:: Stated task ::
From the line containing "Batch job #47 — class: church" through the end of the listing below, output each line as one string in a JSON list, omitting blank lines.

Rows of bounding box annotation data

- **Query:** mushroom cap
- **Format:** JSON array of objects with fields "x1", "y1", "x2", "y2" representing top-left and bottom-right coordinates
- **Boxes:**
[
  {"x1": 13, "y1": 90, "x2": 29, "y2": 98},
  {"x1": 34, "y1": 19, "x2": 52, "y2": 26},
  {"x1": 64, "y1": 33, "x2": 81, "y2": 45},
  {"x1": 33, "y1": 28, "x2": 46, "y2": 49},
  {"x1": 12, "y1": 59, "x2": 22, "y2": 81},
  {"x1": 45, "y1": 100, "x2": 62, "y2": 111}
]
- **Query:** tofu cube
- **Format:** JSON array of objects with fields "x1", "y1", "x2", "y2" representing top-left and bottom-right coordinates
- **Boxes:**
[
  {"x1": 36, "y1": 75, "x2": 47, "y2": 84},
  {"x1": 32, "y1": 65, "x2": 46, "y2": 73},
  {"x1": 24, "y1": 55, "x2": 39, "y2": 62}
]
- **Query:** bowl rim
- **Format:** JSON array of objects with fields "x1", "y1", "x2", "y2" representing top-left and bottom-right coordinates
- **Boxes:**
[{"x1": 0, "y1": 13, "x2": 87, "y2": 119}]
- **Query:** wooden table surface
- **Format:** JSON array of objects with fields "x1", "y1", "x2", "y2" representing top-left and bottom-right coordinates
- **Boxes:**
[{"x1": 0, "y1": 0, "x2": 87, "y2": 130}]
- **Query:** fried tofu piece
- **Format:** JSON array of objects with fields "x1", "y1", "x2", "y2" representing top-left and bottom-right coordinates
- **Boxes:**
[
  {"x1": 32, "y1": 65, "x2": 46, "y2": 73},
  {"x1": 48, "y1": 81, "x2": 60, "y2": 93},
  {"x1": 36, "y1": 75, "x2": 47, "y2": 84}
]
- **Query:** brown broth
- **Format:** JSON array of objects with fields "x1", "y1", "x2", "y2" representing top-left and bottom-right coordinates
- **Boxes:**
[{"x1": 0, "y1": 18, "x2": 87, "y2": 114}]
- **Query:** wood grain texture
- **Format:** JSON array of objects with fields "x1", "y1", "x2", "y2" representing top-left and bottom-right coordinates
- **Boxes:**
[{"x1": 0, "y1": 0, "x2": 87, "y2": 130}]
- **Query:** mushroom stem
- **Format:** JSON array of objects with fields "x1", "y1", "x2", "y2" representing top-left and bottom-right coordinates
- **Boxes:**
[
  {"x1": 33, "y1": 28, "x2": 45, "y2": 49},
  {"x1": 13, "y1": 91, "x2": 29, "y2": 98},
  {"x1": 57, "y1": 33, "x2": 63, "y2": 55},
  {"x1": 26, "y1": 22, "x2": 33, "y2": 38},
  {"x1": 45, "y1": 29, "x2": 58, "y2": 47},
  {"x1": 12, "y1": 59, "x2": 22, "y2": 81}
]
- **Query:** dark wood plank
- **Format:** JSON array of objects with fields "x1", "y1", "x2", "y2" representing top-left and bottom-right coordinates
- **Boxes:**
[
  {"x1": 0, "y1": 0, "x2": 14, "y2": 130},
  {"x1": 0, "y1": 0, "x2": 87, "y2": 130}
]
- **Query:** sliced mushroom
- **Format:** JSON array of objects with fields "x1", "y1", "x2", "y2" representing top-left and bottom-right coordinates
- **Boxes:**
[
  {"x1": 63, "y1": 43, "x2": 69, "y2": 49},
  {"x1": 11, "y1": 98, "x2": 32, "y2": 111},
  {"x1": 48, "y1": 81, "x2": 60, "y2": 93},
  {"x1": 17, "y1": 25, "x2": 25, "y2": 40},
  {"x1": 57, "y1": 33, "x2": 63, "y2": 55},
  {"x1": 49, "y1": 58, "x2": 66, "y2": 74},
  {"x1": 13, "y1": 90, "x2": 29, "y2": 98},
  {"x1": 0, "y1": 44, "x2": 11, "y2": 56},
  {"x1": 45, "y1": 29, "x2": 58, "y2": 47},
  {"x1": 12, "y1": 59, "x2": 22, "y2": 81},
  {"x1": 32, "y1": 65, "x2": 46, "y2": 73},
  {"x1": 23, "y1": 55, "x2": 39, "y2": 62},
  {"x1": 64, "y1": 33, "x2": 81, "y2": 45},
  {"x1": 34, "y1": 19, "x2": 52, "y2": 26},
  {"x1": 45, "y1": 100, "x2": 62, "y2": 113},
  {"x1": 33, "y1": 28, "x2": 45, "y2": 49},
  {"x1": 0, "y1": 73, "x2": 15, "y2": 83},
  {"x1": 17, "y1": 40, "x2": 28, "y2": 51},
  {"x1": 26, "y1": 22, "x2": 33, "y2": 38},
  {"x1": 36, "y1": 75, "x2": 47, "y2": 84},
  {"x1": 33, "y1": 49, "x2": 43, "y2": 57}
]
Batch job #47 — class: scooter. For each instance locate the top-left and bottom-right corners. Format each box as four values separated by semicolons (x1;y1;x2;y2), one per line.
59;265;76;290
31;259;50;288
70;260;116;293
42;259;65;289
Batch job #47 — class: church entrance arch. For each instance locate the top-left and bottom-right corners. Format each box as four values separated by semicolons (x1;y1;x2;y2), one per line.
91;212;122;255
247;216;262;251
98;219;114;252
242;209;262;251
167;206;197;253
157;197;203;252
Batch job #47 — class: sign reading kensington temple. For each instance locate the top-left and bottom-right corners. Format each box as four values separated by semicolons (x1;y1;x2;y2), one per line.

:: The solution ::
[
  "Batch job #47 — class: church entrance arch. For each instance locate the top-left and bottom-right corners. Format each box as four values separated by semicolons (x1;y1;x2;y2), one per line.",
  "91;212;122;255",
  "247;216;262;251",
  "98;219;114;252",
  "242;209;262;251",
  "167;206;197;253",
  "157;197;203;252",
  "Batch job #47 — class: sign reading kensington temple. For each instance locate the top-left and bottom-right corners. Format each box as four values separated by semicolons (x1;y1;x2;y2), one per line."
]